> **抜粋**
本記事は3DO版の解説です。2009年に発売されたPSPリメイク版はこちらを参照してください。


西村京太郎トラベルミステリー 悪逆の季節 東京~南紀白浜連続殺人事件

ジャンル アドベンチャー
対応機種 3DO interactive multiplayer
発売・開発元 パック・イン・ビデオ
発売日 1994年11月25日
定価 12,800円(税抜)
レーティング 3DO用審査:E 一般向
プレイ人数 1人
判定 良作
ポイント 3DO向け和製実写サスペンス第二弾
東京と和歌山で同時進行する連続殺人
迫る迷宮入り、限られた行動回数で謎を解け
『鞍馬山荘』に比べゲーム性が増し、遊びごたえ上昇
反面、仕様の都合でダレやすくなった部分も
西村京太郎シリーズ


概要

3DOのウリである実写映像を活かした推理アドベンチャー第二弾。
ローンチタイトル『京都鞍馬山荘殺人事件』の布陣により、同様のコンセプトで送り出された。
こちらも引き続き、販売はパナソニック、発売・開発はパック・イン・ビデオが行っている。

> **解くべき問題**
1. 抜粋の基本情報欄から、「ジャンル」から「判定」までに並ぶ項目名をすべて書き出してください。
2. ポインティングデータセットの行を、画像だけを省いて一字一句そのまま引用してください。
抜粋と行のあいだには何の関連もありません。

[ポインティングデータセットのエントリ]
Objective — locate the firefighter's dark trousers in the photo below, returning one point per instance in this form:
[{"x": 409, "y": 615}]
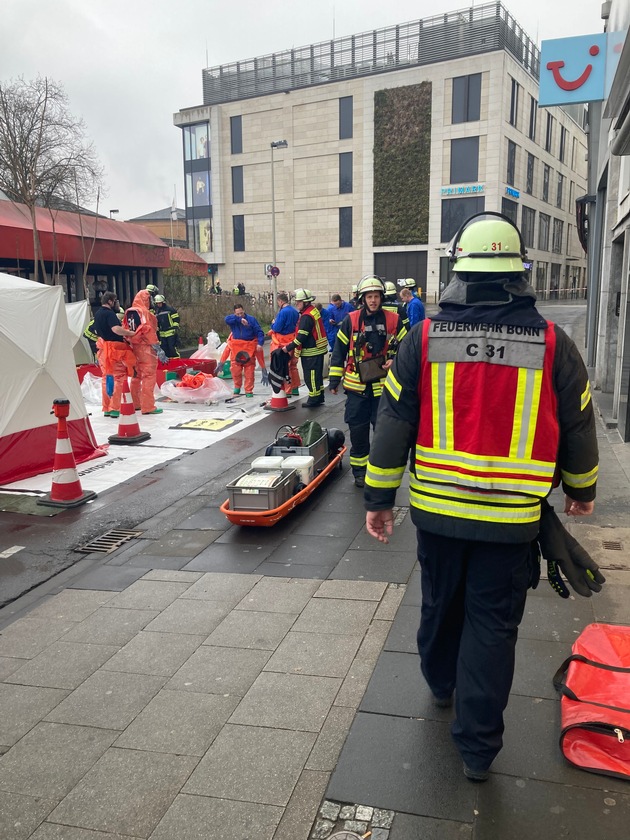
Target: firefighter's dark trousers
[
  {"x": 473, "y": 598},
  {"x": 359, "y": 415}
]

> **演習の解答**
1. ジャンル、対応機種、発売・開発元、発売日、定価、レーティング、プレイ人数、判定

2.
Objective — locate the firefighter's dark trousers in the photo below, returning one point per instance in this form:
[{"x": 409, "y": 615}]
Target: firefighter's dark trousers
[
  {"x": 473, "y": 598},
  {"x": 359, "y": 415}
]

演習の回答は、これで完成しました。